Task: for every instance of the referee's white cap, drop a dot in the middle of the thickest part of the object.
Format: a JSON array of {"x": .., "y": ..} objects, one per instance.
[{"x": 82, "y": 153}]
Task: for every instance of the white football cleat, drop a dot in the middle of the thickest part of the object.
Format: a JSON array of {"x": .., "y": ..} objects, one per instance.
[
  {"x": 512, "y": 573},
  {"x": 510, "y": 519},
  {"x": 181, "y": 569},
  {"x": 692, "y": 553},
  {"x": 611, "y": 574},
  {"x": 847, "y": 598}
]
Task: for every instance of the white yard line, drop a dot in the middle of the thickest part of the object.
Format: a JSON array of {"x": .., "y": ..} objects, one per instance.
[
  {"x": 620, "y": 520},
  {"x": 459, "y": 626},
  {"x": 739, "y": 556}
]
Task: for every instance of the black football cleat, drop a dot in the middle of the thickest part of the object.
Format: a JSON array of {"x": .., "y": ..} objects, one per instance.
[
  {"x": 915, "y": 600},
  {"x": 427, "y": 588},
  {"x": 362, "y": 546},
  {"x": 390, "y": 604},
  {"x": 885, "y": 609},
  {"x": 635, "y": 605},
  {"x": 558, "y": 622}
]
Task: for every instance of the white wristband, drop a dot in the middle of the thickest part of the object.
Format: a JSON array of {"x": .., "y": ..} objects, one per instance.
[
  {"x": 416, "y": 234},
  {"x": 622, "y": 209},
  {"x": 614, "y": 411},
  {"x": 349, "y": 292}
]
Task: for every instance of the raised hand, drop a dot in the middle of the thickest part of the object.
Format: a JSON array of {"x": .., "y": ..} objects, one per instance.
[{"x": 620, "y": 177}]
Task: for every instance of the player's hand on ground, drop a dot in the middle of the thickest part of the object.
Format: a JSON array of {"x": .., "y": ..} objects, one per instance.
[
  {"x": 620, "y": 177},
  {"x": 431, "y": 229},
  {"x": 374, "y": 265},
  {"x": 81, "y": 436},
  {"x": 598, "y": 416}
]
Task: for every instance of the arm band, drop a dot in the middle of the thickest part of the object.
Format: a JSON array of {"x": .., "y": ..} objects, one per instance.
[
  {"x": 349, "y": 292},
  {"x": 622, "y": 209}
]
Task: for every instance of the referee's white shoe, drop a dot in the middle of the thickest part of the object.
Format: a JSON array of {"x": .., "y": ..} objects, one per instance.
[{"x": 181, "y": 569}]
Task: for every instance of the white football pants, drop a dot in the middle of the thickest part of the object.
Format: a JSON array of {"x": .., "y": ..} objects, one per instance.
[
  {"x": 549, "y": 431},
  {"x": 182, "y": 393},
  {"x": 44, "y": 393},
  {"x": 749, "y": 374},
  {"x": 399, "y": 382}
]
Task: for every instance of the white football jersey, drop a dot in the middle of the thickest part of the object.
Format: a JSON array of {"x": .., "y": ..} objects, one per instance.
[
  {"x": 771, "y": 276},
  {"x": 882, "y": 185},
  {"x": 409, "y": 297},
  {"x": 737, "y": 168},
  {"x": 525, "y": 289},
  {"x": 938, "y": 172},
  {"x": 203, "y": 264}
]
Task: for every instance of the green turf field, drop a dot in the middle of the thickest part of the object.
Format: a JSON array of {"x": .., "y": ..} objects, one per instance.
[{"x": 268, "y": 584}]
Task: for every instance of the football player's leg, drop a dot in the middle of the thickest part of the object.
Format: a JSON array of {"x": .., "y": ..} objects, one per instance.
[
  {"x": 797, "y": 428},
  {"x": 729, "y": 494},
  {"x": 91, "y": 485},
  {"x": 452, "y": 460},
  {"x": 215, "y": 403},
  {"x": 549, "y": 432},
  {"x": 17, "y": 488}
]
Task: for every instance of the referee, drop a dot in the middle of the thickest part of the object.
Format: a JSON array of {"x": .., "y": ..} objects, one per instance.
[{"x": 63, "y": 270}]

# # # #

== Short task ==
Every line above should be retyped exactly as given.

== Right answer ==
Task: for every instance of the referee's white cap, drop a dot in the middle of the thickest part of the object.
Format: a JSON array of {"x": .., "y": ..} objects, one per instance.
[{"x": 82, "y": 153}]
Task: for every instance of the white football cleat, drop a dot in the middle of the thickest part of the object.
Format: a JSON array of {"x": .., "y": ..} objects, one per instance.
[
  {"x": 512, "y": 573},
  {"x": 510, "y": 519},
  {"x": 181, "y": 569},
  {"x": 692, "y": 553},
  {"x": 611, "y": 574},
  {"x": 847, "y": 598}
]
Task: for every instance of the white yard line, drop a dot in the middle of the thickest part of the object.
Format: a JSON array of {"x": .., "y": ..} objects, one per instance.
[
  {"x": 620, "y": 520},
  {"x": 459, "y": 626},
  {"x": 739, "y": 556}
]
Task: for every instance of the black football cleat, drop a dot in the middle of the thickest part of the object.
Format: a JSON array of {"x": .., "y": ..} objects, one per instance.
[
  {"x": 915, "y": 600},
  {"x": 427, "y": 588},
  {"x": 362, "y": 546},
  {"x": 390, "y": 604},
  {"x": 885, "y": 609},
  {"x": 635, "y": 605},
  {"x": 558, "y": 622}
]
Task: for every instance of the white wristband, drop a dot in the middle of the thickest part of the object.
Format: a JSON array of {"x": .., "y": ..} objects, one per instance.
[
  {"x": 416, "y": 234},
  {"x": 622, "y": 209},
  {"x": 614, "y": 411},
  {"x": 349, "y": 292}
]
Task: for every instance of the raised hand, drop a dot in the middle of the thickest part of the object.
Format: a JSON array of {"x": .., "y": ..} objects, one per instance.
[{"x": 620, "y": 177}]
Task: for every instance of the player's hand on ground, drop a dot in the middle of the thickest part of the object.
Format: a JSON array of {"x": .., "y": ..} objects, one per instance.
[
  {"x": 620, "y": 177},
  {"x": 431, "y": 229},
  {"x": 374, "y": 265},
  {"x": 81, "y": 436},
  {"x": 598, "y": 416}
]
Task: for every instance of the arm band, drop a dot in the middle of the thickest part of the object.
Format: a JSON array of {"x": .., "y": ..} objects, one per instance.
[
  {"x": 349, "y": 292},
  {"x": 622, "y": 209}
]
Task: for every instance of the referee's white shoe, drop a dot in the middle of the thickest part of the object.
Format: a JSON array of {"x": .., "y": ..} objects, one per instance.
[{"x": 181, "y": 569}]
Task: for every instance of the white football pants, drop a dot in the middle of the thickest part of the object.
Format: a JSON array of {"x": .., "y": ..} objects, one per instance.
[
  {"x": 549, "y": 431},
  {"x": 182, "y": 393},
  {"x": 44, "y": 393},
  {"x": 749, "y": 374},
  {"x": 399, "y": 382}
]
Task: for every instance of the white football jersey, drop a dot in the middle of the thickest part of the object.
Format: a JSON array of {"x": .., "y": ..} objects, one per instance.
[
  {"x": 771, "y": 276},
  {"x": 882, "y": 185},
  {"x": 409, "y": 297},
  {"x": 737, "y": 168},
  {"x": 525, "y": 289},
  {"x": 938, "y": 172},
  {"x": 203, "y": 264}
]
Task: for every instance of the green turf field, drop a dot in the middle of the thickest part of the object.
Format: a JSON array of {"x": .., "y": ..} objects, one per instance.
[{"x": 268, "y": 584}]
Task: for every instance of the football player's leg, drop a dot in the middle of the thickest part of the object.
Format: a JSON array of {"x": .., "y": ..} objects, one per instance.
[
  {"x": 797, "y": 428},
  {"x": 729, "y": 494},
  {"x": 91, "y": 485},
  {"x": 452, "y": 460},
  {"x": 215, "y": 403},
  {"x": 549, "y": 432},
  {"x": 17, "y": 488}
]
Task: for every instance of the referee, drop a dot in the middle of the thickest part of the object.
Format: a JSON array of {"x": .., "y": ..} objects, one per instance.
[{"x": 63, "y": 270}]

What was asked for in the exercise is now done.